# [EXERCISE DETAILS]
Restate all of the entries verbatim.

[DATA UNDER STUDY — start]

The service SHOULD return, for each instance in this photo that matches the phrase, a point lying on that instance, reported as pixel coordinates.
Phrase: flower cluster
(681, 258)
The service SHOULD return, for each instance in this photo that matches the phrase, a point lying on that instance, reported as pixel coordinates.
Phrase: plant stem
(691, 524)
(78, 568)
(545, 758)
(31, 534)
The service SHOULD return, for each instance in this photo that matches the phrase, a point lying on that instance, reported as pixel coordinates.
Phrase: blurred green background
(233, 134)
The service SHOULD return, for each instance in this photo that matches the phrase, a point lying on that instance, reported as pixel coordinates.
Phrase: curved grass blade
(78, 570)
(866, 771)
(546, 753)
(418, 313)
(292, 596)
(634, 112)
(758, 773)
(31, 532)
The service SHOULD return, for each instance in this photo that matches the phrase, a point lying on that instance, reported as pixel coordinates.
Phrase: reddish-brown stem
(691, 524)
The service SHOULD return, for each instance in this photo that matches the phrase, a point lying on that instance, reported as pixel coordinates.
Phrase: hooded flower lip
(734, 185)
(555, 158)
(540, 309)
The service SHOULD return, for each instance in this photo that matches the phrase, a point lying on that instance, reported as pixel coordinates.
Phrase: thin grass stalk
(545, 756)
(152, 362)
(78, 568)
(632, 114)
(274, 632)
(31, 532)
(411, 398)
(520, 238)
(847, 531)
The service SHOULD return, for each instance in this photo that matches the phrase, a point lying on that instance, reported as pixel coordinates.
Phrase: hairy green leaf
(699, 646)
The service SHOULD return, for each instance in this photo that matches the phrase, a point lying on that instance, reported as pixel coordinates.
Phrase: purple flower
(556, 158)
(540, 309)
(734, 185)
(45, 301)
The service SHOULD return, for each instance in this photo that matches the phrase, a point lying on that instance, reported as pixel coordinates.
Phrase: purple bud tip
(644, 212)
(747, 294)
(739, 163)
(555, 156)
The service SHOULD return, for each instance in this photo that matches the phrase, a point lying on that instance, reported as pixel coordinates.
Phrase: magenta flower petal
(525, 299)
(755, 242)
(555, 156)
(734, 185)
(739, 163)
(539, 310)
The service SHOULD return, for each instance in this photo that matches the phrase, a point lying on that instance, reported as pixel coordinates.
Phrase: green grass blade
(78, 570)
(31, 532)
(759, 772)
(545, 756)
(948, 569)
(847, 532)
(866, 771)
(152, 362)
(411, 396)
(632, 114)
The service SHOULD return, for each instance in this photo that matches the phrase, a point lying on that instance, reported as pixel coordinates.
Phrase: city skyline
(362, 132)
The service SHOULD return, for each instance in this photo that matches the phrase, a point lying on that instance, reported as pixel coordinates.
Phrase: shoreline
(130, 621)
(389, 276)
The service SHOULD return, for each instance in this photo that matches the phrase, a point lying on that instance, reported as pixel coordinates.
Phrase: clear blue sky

[DATA UNDER STUDY — finish]

# [ANSWER BELOW]
The service SHOULD return, for each instance in this photo that matches the phrase, a point lying on that instance, reported as pixel coordinates.
Phrase: flower cluster
(681, 258)
The service SHOULD return, for each instance in this photo that matches the phrase, a point lying on that instance, reported as pixel coordinates.
Phrase: plant stem
(691, 524)
(78, 568)
(545, 758)
(31, 534)
The service SHOULD return, for each instance in this photo that matches the phrase, a point lying on that instance, reported as pixel coordinates.
Phrase: blurred green background
(233, 134)
The service SHOULD return, for each instance in this photo that matches the phrase, a point lying on that instance, reported as pixel coordinates.
Phrase: curved grass blade
(78, 570)
(866, 771)
(546, 753)
(418, 313)
(292, 596)
(634, 112)
(758, 773)
(31, 532)
The service SHOULD return, for each instance in this photo that matches the phrase, a point lying on that instance, reported as pixel coordinates.
Phrase: reddish-brown stem
(691, 524)
The service SHOULD return, for each instance in this photo that matches the phrase, a point lying on that instance, reported as pixel coordinates.
Phrase: hooded flower lip
(734, 185)
(555, 158)
(540, 309)
The service SHOULD return, for each instance in this photo that matches the phrase, a point lying on that instance, reported as pixel coordinates.
Phrase: thin grass stalk
(545, 756)
(152, 362)
(78, 568)
(632, 114)
(274, 632)
(31, 532)
(411, 398)
(520, 238)
(847, 531)
The service SHOULD return, for each instance in this photo that matches the phrase, a point lying on that instance, reported as pixel coordinates.
Phrase: hairy green leaf
(699, 646)
The service SHOULD return, for each instance in this photo that matches the phrase, a point lying on that instance, reported as pixel coordinates.
Phrase: purple flower
(556, 158)
(540, 309)
(734, 185)
(45, 301)
The service SHOULD return, for each instance in this photo that matches the phrase, a point lying on that instance, reported as pixel coordinates.
Phrase: purple bud tip
(644, 212)
(747, 294)
(739, 163)
(555, 156)
The service SHOULD return, for each instance in this photo that matches the phrase, a point lying on that instance, reported as pixel coordinates.
Phrase: magenta flower petal
(525, 299)
(755, 242)
(555, 156)
(734, 185)
(739, 163)
(539, 310)
The service SHOULD return, for each instance in this photo that matches the phrase, a point lying on that instance, reported as pixel coordinates.
Phrase: green grass blade
(78, 570)
(31, 532)
(759, 772)
(545, 756)
(948, 569)
(847, 532)
(866, 771)
(152, 362)
(411, 396)
(632, 114)
The service SHOULD return, for each instance in this photo that matches the phrase, a point lying on that instance, reported as pixel coordinates.
Phrase: city skyline
(362, 132)
The service SHOULD return, for each instance in this photo that matches the phrase, a point lying on that instance, reported as pixel coordinates.
Phrase: shoreline
(130, 621)
(389, 276)
The service SHOULD return, for each instance in this photo that matches the phrase, a point lying on that instance, reported as pixel coordinates.
Phrase: clear blue sky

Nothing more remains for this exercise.